Text provided:
>>>>>

Convinced! by Jack Nasher
Author:Jack Nasher
Language: eng
Format: epub
Publisher: Berrett-Koehler Publishers
Published: 2018-03-21T16:00:00+00:00
CHAPTER 8
STATUS
THE POWER OF SYMBOLS
The world more often rewards the appearances of merit than merit itself.
—FRANÇOIS DE LA ROCHEFOUCAULD
Image Consultancy for Consultants
You can become a management consultant right after elementary school—even if you didn’t graduate. In contrast to auditors, doctors, or lawyers, consultants don’t need any formal training. Specialized knowledge plays practically no role in their services—not the ideal condition to be taken seriously and justify high fees. To avoid this impression, the “world’s newest profession,” as Oxford researcher Chris McKenna refers to management consulting, has deliberately copied the language and symbols of other professions that already have a high status.1 From the outset, these consultants appeared as “Doctors of Management,” describing their activities through medical analogies. By doing so, they added a coating of scientific character to their “expert knowledge” and assured their clients that they would act conscientiously and discreetly, just like an actual doctor.

<<<<<

For each statement below, say yes or no depending on whether it agrees with the excerpt on status and consulting, and quote the words from it that decide.
1. Like lawyers, management consultants must complete formal training.
2. Chris McKenna refers to management consulting as the "world's newest profession."
3. Early consultants described their activities through legal analogies.
This material has no connection to the text.

Collected data
>>>>>

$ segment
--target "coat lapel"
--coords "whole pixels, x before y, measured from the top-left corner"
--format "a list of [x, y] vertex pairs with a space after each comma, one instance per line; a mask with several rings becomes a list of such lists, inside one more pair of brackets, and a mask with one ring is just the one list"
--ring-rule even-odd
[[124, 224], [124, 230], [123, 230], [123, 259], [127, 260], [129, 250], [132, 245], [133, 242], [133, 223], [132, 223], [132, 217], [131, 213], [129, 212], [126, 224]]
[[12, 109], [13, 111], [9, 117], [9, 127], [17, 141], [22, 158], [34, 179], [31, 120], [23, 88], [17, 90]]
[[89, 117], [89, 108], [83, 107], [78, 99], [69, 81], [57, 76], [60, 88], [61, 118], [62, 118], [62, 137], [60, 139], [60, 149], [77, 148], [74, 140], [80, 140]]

<<<<<

Solution to this task:
1. No: "In contrast to auditors, doctors, or lawyers, consultants don’t need any formal training."
2. Yes: "the “world’s newest profession,” as Oxford researcher Chris McKenna refers to management consulting"
3. No: "describing their activities through medical analogies"